**REQUIRED WORK**
All of the data below is to be printed again exactly.

== Segment start ==

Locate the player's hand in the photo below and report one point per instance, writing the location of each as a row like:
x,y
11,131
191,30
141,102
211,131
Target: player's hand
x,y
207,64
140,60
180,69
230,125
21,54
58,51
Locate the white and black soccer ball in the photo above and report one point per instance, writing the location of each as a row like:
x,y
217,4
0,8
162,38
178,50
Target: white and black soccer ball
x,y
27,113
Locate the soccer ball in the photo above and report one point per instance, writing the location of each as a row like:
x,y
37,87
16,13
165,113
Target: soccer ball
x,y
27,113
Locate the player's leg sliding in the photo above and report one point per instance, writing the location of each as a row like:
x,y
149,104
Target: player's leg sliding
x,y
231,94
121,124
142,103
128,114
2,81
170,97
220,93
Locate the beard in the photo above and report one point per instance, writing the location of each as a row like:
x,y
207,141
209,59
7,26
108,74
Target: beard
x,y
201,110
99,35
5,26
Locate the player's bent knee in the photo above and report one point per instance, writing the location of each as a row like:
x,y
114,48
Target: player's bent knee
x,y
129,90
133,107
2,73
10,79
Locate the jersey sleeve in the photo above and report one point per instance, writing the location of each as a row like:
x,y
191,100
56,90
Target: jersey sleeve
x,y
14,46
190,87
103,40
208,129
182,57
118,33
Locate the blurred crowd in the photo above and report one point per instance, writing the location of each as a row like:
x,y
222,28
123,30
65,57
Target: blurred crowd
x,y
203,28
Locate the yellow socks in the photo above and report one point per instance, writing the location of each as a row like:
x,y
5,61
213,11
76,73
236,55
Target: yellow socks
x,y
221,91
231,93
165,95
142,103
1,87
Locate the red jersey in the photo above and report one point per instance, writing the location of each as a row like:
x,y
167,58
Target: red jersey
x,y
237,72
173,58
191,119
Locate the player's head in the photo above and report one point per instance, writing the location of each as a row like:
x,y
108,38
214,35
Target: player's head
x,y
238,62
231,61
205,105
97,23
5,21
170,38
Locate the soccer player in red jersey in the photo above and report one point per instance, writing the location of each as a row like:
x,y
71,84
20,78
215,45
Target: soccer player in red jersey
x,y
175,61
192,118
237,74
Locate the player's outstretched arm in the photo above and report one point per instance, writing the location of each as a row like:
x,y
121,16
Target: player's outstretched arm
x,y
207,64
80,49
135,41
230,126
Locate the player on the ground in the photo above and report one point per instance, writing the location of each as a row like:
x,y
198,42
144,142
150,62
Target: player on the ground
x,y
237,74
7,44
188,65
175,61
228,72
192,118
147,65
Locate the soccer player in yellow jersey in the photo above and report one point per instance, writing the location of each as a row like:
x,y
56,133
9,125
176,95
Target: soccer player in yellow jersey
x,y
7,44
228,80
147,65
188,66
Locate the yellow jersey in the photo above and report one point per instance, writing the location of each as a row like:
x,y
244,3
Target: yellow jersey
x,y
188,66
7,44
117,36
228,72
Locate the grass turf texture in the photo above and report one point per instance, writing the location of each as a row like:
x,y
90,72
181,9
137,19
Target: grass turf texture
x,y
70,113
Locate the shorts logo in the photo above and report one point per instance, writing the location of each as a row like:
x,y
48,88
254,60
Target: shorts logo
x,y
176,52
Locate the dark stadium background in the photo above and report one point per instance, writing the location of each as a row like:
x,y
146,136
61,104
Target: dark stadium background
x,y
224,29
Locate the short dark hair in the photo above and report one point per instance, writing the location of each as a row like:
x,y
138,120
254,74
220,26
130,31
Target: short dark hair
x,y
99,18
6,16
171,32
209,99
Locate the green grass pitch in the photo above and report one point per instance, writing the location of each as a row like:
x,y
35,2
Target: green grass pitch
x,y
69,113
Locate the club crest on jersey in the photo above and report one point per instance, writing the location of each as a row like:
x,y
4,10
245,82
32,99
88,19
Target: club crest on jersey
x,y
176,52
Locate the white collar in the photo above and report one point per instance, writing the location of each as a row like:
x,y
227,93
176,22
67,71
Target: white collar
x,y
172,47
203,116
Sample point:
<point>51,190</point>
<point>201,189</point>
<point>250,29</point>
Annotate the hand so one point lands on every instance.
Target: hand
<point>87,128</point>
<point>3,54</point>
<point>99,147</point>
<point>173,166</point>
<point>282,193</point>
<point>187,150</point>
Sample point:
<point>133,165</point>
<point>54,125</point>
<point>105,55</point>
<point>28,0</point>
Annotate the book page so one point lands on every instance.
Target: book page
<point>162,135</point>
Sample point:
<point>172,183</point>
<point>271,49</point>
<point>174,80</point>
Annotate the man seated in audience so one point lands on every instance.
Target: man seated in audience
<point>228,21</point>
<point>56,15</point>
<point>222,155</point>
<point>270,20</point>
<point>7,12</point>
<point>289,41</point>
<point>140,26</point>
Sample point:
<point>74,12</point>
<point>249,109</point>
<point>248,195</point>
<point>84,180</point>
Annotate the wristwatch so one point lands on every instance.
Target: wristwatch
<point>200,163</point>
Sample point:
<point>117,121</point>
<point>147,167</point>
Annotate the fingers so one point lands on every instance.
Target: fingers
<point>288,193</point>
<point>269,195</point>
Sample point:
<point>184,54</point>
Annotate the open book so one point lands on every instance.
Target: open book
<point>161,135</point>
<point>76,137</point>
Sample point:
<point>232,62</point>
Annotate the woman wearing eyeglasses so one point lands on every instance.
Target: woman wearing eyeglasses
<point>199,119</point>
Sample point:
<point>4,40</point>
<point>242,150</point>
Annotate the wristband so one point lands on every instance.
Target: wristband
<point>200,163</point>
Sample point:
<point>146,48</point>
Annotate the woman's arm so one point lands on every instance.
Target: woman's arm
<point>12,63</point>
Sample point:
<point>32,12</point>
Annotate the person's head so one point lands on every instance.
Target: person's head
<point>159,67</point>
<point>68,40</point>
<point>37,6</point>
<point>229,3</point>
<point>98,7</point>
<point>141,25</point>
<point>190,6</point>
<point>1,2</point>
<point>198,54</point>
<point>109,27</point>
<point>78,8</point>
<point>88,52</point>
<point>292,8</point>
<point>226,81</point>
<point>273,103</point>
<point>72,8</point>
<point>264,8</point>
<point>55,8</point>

== Segment end ==

**EXERCISE OUTPUT**
Locate the player's hand in the photo below and report one point per instance, writing the location of each as a row like:
x,y
11,131
191,30
141,102
211,131
Target: player's hand
x,y
207,64
140,60
180,69
230,125
21,54
58,51
Locate the white and black soccer ball in the photo above and report one point per instance, writing the location of each as a row like:
x,y
217,4
0,8
162,38
178,50
Target: white and black soccer ball
x,y
27,113
Locate the soccer ball in the photo above and report one point per instance, writing the location of each as a row like:
x,y
37,87
16,13
165,113
Target: soccer ball
x,y
27,113
Locate the player's leg sliding in the photo above and report one point per instance, writing the location of each as a row like:
x,y
149,104
Target: player's leg sliding
x,y
231,94
121,124
142,103
128,114
2,81
170,97
220,93
Locate the beard in the photo above and report one point per instance, writing the location of each as a row like:
x,y
207,141
209,59
7,26
108,74
Target: beard
x,y
201,110
99,35
5,26
Locate the player's bent knee in the photo above and report one point per instance, writing the location of each as a row like:
x,y
114,48
Target: player's bent knee
x,y
129,90
133,107
2,73
10,79
Locate the jersey sleeve in the photo above and report one point per instance, writing the location of each as a row like:
x,y
191,100
56,90
Target: jersey sleeve
x,y
14,46
190,87
103,40
208,129
182,57
118,33
Locate the blurred crowd in the photo above and report one point per instance, writing the location of each as a row like:
x,y
222,28
123,30
65,57
Target: blurred crowd
x,y
203,28
Locate the yellow socks in the photo above and report one point per instance, writing the location of each as a row like:
x,y
5,61
213,11
76,73
236,55
Target: yellow socks
x,y
221,91
231,93
165,95
142,103
1,87
Locate the red jersey in the photo above and report one point per instance, writing the location of each as a row like:
x,y
167,58
Target: red jersey
x,y
237,72
173,58
191,119
Locate the player's head in the photo above and report one point per instance, writing the location of each as a row like:
x,y
108,38
214,35
Target: player's head
x,y
238,62
231,61
205,105
97,23
5,21
170,38
Locate the soccer player in red jersey in the photo above and report one point per instance, writing the location of each as a row like:
x,y
71,84
20,78
215,45
Target: soccer player in red jersey
x,y
175,61
192,118
237,74
Locate the player's outstretched arm in the photo above and report one point per instance, writing the location of each as a row like:
x,y
121,16
Target: player's outstretched arm
x,y
207,64
80,49
135,41
230,126
Locate the player on the ground in the photo above and report one point per instance, writing the location of each as a row like:
x,y
198,42
144,142
150,62
Target: player on the ground
x,y
237,74
7,44
188,65
175,61
228,72
192,118
147,65
Locate the soccer player in yellow jersey in the photo above and report one point per instance, writing the location of each as a row like:
x,y
56,133
9,125
176,95
Target: soccer player in yellow jersey
x,y
7,44
228,80
147,65
188,66
Locate the yellow jersey in the photo above and report one point per instance, writing the location of each as a row like:
x,y
244,3
Target: yellow jersey
x,y
188,66
7,44
117,36
228,72
Locate the grass turf texture in the photo above and report one point per instance, writing the location of each as a row like:
x,y
90,72
181,9
137,19
Target: grass turf texture
x,y
70,113
Locate the shorts logo in the photo above and report one point per instance, writing the location of each as a row like:
x,y
48,88
254,60
Target: shorts logo
x,y
176,52
Locate the dark stadium background in the photo above and report one point per instance, writing the location of each as a row like:
x,y
146,136
61,104
Target: dark stadium background
x,y
224,29
Locate the short dark hair in the photo above and report one point per instance, writing the location of each as a row like:
x,y
138,120
254,74
220,26
130,31
Target: short dark hair
x,y
99,18
6,16
171,32
209,99
Locate the green grass pitch in the photo above and report one point per instance, writing the location of each as a row like:
x,y
35,2
Target: green grass pitch
x,y
69,113
Locate the club crest on jersey in the photo above and report one point per instance, writing the location of each as a row like:
x,y
4,10
245,82
32,99
88,19
Target: club crest on jersey
x,y
176,52
Locate the white collar in the photo above and report one point per instance, writing the location of each as a row like:
x,y
227,93
176,22
67,71
Target: white collar
x,y
172,47
203,116
Sample point:
<point>51,190</point>
<point>201,189</point>
<point>250,29</point>
Annotate the hand so one point lands on every instance.
Target: hand
<point>87,128</point>
<point>3,54</point>
<point>99,147</point>
<point>173,166</point>
<point>282,193</point>
<point>187,150</point>
Sample point:
<point>133,165</point>
<point>54,125</point>
<point>105,55</point>
<point>28,0</point>
Annotate the book page so one point lands on every instance.
Target: book page
<point>162,135</point>
Sample point:
<point>172,183</point>
<point>271,49</point>
<point>174,80</point>
Annotate the man seated in audience so one point lands on every instance.
Target: man seated in audience
<point>228,21</point>
<point>56,15</point>
<point>222,155</point>
<point>270,20</point>
<point>7,12</point>
<point>289,41</point>
<point>140,26</point>
Sample point:
<point>74,12</point>
<point>249,109</point>
<point>248,195</point>
<point>84,180</point>
Annotate the wristwatch so one point lands on every instance.
Target: wristwatch
<point>200,163</point>
Sample point:
<point>117,121</point>
<point>147,167</point>
Annotate the fingers so one point lands on every instance.
Target: fingers
<point>288,193</point>
<point>269,195</point>
Sample point:
<point>184,54</point>
Annotate the open book so one point lands on every instance.
Target: open book
<point>161,135</point>
<point>76,137</point>
Sample point:
<point>232,62</point>
Annotate the woman wearing eyeglasses so one point lands on every instance.
Target: woman wearing eyeglasses
<point>199,119</point>
Sample point:
<point>4,40</point>
<point>242,150</point>
Annotate the wristband so one point lands on every instance.
Target: wristband
<point>200,163</point>
Sample point:
<point>146,48</point>
Annotate the woman's arm so one point lands on every instance.
Target: woman's arm
<point>12,63</point>
Sample point:
<point>32,12</point>
Annotate the person's head so one point lands on every instance.
Target: person's head
<point>159,67</point>
<point>68,40</point>
<point>37,6</point>
<point>229,3</point>
<point>98,7</point>
<point>141,25</point>
<point>190,6</point>
<point>1,2</point>
<point>198,54</point>
<point>109,27</point>
<point>78,8</point>
<point>88,52</point>
<point>292,8</point>
<point>226,81</point>
<point>273,103</point>
<point>72,8</point>
<point>264,8</point>
<point>55,8</point>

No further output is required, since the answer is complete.